- _Supplied passage_

Saturday, 8 January 2011

FOR FOOD'S SAKE: Hanoi, Vietnam via Broadway Market.

There are these magical moments when you're travelling, where you find yourself in a place you've never visited before, read and heard very little about, have no known connection to and just so, at first sight/smell/sound/handshake/smile, you fall in love with it. You may start thinking about previous lives, kindred spirits or fate because you instantly feel at home, comfortable in your surroundings, excited by the food, people, landscape in a way that you know will last longer than a quick holiday and I don't think you'd be so wrong to do so. To me, it's proof that we're 'world beings', the whole world's citizens and not just a single country's. Suddenly, you're stopped in your tracks by the sight of a familiar face on a stranger; a neighbour you haven't seen since you moved house, an old friend at school, the lady that owns your local shop. You know it's not them, they're miles away, but something about this person makes you think of them and again, you feel at ease, like you are where you want to be.

From 2005 to 2006 I went on a round-the-world trip with T that lasted seven months (cut short by a few months for a mere two week's spending in Japan! Yes, it was worth it) and I feel lucky enough to have experienced such moments a few times. Siem Reap, Camdodia was one - the strongest yet. Hanoi, Vietnam was another and it's this place that Banh Mi 11 took me back to when I first read about it in Bee Wilson's wonderful food column in the Sunday Telegraph's Stella magazine and on my first, of many, subsequent visits at Hackney's Broadway Market.

Ling, Anh Vu, myself and Van Tran at their stall in Broadway Market.

- _Exercise 1_
Extract every line of the records that contains the string "aircraft", matching case exactly.
The blog post and the records are unrelated material.

- _Extracted information_
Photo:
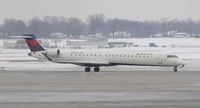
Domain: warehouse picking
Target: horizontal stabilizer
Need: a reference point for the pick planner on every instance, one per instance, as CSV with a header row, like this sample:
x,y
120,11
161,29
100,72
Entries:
x,y
21,37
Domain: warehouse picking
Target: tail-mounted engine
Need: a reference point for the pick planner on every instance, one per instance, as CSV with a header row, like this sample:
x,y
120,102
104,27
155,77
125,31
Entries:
x,y
53,53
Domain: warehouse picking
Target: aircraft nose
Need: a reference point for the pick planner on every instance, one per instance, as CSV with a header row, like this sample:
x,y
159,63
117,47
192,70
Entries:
x,y
181,62
30,54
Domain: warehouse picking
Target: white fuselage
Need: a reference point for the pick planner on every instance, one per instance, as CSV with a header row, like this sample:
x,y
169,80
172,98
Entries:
x,y
109,57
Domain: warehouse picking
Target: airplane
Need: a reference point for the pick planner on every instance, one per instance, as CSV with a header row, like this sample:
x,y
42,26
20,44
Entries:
x,y
102,57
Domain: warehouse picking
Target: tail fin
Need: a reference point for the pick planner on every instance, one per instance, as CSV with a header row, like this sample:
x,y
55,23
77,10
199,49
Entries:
x,y
33,44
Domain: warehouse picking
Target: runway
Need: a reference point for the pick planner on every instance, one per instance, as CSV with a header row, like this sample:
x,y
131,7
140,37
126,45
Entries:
x,y
115,89
28,83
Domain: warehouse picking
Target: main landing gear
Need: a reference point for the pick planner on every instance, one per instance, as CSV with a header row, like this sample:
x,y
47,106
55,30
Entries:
x,y
175,69
88,69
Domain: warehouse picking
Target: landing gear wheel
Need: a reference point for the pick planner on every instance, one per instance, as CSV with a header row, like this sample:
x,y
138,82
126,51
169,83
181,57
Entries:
x,y
96,69
87,69
175,69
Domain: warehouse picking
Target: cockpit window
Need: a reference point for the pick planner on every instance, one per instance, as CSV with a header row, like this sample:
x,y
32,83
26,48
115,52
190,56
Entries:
x,y
172,56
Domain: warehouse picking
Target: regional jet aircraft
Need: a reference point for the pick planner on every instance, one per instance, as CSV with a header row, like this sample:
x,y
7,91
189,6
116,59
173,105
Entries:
x,y
102,57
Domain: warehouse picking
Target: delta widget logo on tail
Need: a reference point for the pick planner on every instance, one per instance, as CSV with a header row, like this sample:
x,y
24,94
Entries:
x,y
33,44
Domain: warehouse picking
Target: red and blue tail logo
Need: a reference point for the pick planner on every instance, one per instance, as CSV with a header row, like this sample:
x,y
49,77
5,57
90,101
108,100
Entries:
x,y
33,44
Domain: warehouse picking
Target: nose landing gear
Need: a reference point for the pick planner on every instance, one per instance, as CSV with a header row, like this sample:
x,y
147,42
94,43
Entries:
x,y
87,69
96,69
175,69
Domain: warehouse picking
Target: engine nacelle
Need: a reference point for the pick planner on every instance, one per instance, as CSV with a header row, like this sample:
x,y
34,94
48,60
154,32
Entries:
x,y
53,53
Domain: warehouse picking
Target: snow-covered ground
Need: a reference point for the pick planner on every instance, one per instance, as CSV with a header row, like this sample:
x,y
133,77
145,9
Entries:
x,y
17,59
168,42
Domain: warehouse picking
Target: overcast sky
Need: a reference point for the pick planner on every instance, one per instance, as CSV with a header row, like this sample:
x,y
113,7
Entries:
x,y
126,9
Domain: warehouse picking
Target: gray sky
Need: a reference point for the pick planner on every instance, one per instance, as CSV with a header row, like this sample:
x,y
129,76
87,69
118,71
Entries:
x,y
126,9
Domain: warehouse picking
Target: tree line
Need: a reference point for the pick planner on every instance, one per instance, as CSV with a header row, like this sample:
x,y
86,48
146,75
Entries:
x,y
96,24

- _Exercise 2_
Transcribe the entire blog post about Hanoi and Broadway Market word for word.

- _Worked solution 1_
Target: aircraft nose
Target: regional jet aircraft

- _Worked solution 2_
Saturday, 8 January 2011

FOR FOOD'S SAKE: Hanoi, Vietnam via Broadway Market.

There are these magical moments when you're travelling, where you find yourself in a place you've never visited before, read and heard very little about, have no known connection to and just so, at first sight/smell/sound/handshake/smile, you fall in love with it. You may start thinking about previous lives, kindred spirits or fate because you instantly feel at home, comfortable in your surroundings, excited by the food, people, landscape in a way that you know will last longer than a quick holiday and I don't think you'd be so wrong to do so. To me, it's proof that we're 'world beings', the whole world's citizens and not just a single country's. Suddenly, you're stopped in your tracks by the sight of a familiar face on a stranger; a neighbour you haven't seen since you moved house, an old friend at school, the lady that owns your local shop. You know it's not them, they're miles away, but something about this person makes you think of them and again, you feel at ease, like you are where you want to be.

From 2005 to 2006 I went on a round-the-world trip with T that lasted seven months (cut short by a few months for a mere two week's spending in Japan! Yes, it was worth it) and I feel lucky enough to have experienced such moments a few times. Siem Reap, Camdodia was one - the strongest yet. Hanoi, Vietnam was another and it's this place that Banh Mi 11 took me back to when I first read about it in Bee Wilson's wonderful food column in the Sunday Telegraph's Stella magazine and on my first, of many, subsequent visits at Hackney's Broadway Market.

Ling, Anh Vu, myself and Van Tran at their stall in Broadway Market.